SELECTED EXTRACT:
● ● ●

However, the difference between a current that can be used to run, say, a sewing machine and a current used as a method of destruction, however, is a matter of timing. If the amount of electricity used to run a sewing machine for an hour is released in a millionth of a second, it would have a very different, and negative, effect on the sewing machine.

Tesla said his transmitter could produce 100 million volts of pressure with currents up to 1000 amperes which is a power level of 100 billion watts.

 

If it was resonating at a radio frequency of 2 MHz, then the energy released during one period of its oscillation would be 100,000,000,000,000,000 (1016) Joules of energy, or roughly the amount of energy released by the explosion of 10 megatons of TNT.

Such a transmitter, would be capable of projecting the energy of a nuclear warhead by radio.

 

Any location in the world could be vaporized at the speed of light

Not unexpectedly, many scientists doubted the technical feasibility of Tesla's wireless power transmission scheme whether for commercial or military purposes. The secret of how through-the-earth broadcast power was found not in the theories of electrical engineering, but in the realm of high energy physics.

● ● ●

GIVEN INFORMATION:
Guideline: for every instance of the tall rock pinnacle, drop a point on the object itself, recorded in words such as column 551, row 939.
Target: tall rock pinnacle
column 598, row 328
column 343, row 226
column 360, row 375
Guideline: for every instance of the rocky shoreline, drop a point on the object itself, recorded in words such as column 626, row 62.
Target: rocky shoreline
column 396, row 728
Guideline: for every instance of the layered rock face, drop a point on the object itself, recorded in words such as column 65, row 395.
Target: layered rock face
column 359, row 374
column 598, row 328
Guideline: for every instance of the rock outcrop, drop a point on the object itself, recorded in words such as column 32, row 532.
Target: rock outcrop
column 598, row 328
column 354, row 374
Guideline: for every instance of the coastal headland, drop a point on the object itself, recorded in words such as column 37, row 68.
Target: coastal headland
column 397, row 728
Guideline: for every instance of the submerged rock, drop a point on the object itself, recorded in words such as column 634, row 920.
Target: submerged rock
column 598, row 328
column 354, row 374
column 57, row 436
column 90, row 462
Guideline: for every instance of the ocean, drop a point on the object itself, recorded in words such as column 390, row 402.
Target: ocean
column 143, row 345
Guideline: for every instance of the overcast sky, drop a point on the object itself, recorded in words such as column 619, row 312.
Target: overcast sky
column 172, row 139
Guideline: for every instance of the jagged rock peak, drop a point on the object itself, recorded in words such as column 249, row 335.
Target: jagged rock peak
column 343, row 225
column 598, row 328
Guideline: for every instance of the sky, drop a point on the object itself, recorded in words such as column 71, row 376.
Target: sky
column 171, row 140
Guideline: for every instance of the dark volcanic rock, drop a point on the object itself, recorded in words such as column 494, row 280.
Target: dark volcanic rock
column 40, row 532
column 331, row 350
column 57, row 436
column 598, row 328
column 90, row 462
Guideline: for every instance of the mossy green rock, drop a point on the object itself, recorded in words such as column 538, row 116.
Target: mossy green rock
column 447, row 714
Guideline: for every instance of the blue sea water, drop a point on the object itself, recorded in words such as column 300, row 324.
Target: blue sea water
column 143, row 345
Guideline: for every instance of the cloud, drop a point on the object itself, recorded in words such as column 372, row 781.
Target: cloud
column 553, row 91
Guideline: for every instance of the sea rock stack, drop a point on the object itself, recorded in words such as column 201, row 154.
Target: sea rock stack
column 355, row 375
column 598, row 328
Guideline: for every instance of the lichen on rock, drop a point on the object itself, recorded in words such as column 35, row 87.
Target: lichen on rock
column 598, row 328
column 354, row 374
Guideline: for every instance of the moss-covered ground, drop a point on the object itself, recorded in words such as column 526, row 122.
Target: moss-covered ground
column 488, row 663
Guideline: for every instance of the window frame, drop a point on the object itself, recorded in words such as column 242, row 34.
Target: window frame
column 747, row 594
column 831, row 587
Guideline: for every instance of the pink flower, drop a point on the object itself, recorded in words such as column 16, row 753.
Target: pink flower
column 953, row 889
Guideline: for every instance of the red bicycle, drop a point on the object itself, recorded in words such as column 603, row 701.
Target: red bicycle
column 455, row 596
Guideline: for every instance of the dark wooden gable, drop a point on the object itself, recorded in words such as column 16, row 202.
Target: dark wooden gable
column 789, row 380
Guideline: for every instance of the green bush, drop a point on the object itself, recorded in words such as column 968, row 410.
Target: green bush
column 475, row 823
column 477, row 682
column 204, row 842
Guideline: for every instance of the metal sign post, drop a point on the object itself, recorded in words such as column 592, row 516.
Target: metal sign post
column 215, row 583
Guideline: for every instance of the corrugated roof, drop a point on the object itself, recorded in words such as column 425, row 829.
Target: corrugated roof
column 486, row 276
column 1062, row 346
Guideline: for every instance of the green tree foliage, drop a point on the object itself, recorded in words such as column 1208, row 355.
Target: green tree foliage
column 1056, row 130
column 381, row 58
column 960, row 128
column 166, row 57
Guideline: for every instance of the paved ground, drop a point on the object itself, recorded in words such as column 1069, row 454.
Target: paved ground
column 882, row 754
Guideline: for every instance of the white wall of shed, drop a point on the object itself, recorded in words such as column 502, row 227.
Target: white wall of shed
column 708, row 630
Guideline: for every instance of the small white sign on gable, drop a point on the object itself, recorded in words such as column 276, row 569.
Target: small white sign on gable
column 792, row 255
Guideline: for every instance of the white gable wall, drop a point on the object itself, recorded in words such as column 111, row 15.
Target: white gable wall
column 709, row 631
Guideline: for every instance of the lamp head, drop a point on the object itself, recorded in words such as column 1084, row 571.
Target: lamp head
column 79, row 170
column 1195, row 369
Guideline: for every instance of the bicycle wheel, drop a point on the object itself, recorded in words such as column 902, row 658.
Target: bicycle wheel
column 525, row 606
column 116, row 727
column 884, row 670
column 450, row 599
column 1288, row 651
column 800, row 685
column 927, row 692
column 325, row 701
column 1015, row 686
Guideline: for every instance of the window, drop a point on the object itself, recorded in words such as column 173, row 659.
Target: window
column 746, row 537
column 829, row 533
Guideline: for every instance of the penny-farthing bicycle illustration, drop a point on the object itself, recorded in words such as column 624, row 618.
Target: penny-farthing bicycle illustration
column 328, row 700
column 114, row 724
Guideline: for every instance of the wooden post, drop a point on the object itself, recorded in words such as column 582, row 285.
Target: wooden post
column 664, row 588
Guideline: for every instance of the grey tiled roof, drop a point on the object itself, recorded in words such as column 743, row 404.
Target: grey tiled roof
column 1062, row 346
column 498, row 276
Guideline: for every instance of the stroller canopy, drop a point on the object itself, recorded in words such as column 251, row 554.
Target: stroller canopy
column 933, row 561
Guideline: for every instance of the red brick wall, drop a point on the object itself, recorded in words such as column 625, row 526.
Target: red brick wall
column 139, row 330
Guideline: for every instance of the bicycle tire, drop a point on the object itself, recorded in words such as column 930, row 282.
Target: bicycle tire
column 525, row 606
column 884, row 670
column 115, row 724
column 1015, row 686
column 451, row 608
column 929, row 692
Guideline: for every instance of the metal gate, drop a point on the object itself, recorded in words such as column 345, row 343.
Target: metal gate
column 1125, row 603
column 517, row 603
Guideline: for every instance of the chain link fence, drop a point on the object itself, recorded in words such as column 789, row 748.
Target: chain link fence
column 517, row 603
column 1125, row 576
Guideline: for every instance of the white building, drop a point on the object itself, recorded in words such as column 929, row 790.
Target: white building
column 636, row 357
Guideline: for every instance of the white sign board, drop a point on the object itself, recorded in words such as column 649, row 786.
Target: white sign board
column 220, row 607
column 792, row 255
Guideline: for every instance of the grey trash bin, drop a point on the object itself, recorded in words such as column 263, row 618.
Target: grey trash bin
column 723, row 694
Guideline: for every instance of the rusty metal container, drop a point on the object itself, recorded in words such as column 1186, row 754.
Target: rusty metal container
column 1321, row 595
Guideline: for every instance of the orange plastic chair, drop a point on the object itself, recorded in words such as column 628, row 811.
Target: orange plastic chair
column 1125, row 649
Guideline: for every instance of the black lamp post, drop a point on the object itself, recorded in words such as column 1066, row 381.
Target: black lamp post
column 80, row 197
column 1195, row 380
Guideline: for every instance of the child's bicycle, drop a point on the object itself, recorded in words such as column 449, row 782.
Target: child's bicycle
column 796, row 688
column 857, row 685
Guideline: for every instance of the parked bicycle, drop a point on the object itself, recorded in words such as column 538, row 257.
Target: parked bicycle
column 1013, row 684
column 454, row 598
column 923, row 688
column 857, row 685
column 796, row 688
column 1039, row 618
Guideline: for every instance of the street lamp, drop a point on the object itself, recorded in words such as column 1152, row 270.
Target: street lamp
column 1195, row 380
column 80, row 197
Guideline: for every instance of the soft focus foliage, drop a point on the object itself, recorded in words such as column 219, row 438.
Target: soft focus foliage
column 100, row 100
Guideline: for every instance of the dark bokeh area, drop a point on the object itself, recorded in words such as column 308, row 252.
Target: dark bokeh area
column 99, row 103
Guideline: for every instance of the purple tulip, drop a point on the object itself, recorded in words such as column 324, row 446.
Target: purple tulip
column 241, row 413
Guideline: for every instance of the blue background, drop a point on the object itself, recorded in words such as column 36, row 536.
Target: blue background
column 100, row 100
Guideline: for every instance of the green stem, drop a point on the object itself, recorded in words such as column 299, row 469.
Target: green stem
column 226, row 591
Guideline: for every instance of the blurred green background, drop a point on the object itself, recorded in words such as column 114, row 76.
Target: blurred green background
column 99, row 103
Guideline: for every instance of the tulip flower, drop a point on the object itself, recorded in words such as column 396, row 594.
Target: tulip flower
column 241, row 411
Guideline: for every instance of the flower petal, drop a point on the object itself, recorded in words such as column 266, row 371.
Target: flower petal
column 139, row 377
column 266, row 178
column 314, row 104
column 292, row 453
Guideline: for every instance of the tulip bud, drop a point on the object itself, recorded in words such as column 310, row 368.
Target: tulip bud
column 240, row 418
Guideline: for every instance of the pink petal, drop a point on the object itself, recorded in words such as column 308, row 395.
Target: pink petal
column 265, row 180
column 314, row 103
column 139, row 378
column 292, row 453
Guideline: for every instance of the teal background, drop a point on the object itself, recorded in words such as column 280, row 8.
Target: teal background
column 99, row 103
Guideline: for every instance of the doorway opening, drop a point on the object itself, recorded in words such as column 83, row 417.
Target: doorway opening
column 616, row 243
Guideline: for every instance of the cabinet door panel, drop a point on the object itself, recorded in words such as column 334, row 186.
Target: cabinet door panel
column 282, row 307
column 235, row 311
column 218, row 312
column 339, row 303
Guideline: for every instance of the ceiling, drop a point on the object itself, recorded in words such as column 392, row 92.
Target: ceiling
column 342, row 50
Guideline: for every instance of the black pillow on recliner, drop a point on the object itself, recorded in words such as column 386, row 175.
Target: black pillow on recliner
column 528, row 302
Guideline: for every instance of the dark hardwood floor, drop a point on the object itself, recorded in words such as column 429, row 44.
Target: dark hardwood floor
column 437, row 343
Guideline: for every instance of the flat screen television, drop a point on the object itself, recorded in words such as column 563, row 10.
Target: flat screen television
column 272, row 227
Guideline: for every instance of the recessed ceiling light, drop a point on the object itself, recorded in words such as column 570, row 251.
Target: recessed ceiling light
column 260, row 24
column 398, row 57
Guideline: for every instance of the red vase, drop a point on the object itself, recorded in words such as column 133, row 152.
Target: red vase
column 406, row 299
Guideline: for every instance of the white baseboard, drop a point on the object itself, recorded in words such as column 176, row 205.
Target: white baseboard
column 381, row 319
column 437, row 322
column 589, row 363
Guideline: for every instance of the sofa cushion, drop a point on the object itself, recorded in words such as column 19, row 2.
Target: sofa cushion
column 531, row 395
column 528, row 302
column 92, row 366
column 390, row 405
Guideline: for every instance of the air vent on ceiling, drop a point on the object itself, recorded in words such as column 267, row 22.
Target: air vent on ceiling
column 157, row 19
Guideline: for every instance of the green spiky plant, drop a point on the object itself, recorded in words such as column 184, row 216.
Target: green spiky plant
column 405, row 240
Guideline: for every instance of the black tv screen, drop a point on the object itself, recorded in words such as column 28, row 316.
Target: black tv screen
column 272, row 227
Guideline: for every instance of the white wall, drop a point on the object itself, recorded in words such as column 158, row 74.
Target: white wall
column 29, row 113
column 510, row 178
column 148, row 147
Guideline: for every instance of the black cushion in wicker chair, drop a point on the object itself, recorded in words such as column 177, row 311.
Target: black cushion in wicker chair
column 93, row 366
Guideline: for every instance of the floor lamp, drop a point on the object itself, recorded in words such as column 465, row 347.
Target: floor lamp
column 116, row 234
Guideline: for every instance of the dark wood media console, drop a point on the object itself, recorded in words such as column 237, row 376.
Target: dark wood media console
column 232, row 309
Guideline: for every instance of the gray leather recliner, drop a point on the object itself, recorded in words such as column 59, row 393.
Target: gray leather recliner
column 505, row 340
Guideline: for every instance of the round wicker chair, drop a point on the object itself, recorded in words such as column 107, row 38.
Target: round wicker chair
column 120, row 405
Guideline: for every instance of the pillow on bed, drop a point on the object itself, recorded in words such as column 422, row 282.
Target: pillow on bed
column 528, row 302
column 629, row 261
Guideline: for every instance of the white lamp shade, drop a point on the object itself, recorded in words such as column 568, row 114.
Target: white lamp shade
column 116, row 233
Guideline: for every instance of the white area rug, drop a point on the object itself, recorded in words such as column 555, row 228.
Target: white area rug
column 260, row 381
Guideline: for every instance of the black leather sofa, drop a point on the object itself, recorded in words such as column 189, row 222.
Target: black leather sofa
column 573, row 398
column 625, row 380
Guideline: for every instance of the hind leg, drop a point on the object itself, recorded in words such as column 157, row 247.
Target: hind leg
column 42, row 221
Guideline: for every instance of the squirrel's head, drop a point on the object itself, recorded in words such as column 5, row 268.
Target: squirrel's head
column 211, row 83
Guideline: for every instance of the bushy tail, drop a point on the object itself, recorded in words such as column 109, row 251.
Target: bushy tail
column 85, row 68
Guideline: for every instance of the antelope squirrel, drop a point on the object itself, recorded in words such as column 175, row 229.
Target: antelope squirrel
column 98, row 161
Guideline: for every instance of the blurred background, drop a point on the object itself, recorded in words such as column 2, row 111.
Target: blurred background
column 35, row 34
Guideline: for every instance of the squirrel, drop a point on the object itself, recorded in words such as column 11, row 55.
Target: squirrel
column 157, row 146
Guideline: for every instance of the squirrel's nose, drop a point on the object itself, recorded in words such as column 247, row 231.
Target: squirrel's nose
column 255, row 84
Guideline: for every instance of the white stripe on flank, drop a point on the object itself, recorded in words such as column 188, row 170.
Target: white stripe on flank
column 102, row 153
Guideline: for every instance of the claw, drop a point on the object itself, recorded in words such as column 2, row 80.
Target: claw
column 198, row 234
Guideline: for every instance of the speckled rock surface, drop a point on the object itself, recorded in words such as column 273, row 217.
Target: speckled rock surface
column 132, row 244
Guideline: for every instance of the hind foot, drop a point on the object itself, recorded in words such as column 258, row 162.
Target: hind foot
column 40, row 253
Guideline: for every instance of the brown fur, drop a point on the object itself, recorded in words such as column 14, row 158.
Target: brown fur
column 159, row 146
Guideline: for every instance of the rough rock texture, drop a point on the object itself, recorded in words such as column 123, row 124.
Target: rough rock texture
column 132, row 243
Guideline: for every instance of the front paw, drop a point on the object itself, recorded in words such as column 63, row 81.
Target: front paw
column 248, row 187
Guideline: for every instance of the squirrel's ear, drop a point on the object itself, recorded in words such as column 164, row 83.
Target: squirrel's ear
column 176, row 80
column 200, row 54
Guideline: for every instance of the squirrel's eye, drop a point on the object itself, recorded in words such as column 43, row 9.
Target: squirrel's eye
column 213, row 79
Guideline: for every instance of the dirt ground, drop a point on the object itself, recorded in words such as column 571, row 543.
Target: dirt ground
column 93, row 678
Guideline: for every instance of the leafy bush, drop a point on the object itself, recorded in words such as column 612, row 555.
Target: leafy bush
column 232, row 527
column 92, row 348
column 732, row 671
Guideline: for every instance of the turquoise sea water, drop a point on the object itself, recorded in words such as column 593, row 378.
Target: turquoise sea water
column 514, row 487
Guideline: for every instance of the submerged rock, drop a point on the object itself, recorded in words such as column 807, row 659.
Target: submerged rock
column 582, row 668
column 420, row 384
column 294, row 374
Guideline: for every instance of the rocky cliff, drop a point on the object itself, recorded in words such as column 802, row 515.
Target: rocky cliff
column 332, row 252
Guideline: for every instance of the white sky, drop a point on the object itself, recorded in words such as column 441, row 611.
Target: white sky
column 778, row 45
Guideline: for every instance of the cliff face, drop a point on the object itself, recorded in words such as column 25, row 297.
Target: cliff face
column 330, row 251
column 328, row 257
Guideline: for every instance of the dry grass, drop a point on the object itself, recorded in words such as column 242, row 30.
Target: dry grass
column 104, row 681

● ● ●

WHAT YOU NEED TO DO:
[1] Retype the stretch of the Tesla transmitter passage from "However, the difference" through "warhead by radio.".
[2] In the Tesla transmitter passage, what current did Tesla say his transmitter could produce along with 100 million volts?
[3] Carry on the Tesla transmitter passage from its final sentence.
The data were taken from a separate source.

RESULTS FOR EACH TASK:
[1]
However, the difference between a current that can be used to run, say, a sewing machine and a current used as a method of destruction, however, is a matter of timing. If the amount of electricity used to run a sewing machine for an hour is released in a millionth of a second, it would have a very different, and negative, effect on the sewing machine.

Tesla said his transmitter could produce 100 million volts of pressure with currents up to 1000 amperes which is a power level of 100 billion watts.

 

If it was resonating at a radio frequency of 2 MHz, then the energy released during one period of its oscillation would be 100,000,000,000,000,000 (1016) Joules of energy, or roughly the amount of energy released by the explosion of 10 megatons of TNT.

Such a transmitter, would be capable of projecting the energy of a nuclear warhead by radio.

[2] Currents up to 1000 amperes.

[3]
Dr. Andrija Puharich, in 1976, was the first to point out that Tesla's power transmission system could not be explained by the laws of classical electrodynamics, but, rather, in terms of relativistic transformations in high energy fields. He noted that according to Dirac's theory of the electron, when one of those particles encountered its oppositely charged member, a positron, the two particles would annihilate each other.

 

Because energy can neither be destroyed nor created the energy of the two former particles are transformed into an electromagnetic wave.

 

The opposite, of course, holds true. If there is a strong enough electric field, two opposite charges of electricity are formed where there was originally no charge at all. This type of transformation usually takes place near the intense field near an atomic nucleus, but it can also manifest without the aid of a nuclear catalyst if an electric field has enough energy.

 

Puharich's involved mathematical treatment demonstrated that power levels in a Tesla transmitter were strong enough to cause such pair production.

The mechanism of pair production offers a very attractive explanation for the ground transmission of power. Ordinary electrical currents do not travel far through the earth. Dirt has a high resistance to electricity and quickly turns currents into heat energy that is wasted.

 

With the pair production method electricity can be moved from one point to another without really having to push the physical particle through the earth -the transmitting source would create a strong field, and a particle would be created at the receiver.

If the sending of currents through the earth is possible from the viewpoint of modern physics, the question remains of whether Tesla actually demonstrated the weapons application of his power transmitter or whether it remained an unrealized plan on the part of the inventor. Circumstantial evidence points to there having been a test of this weapon.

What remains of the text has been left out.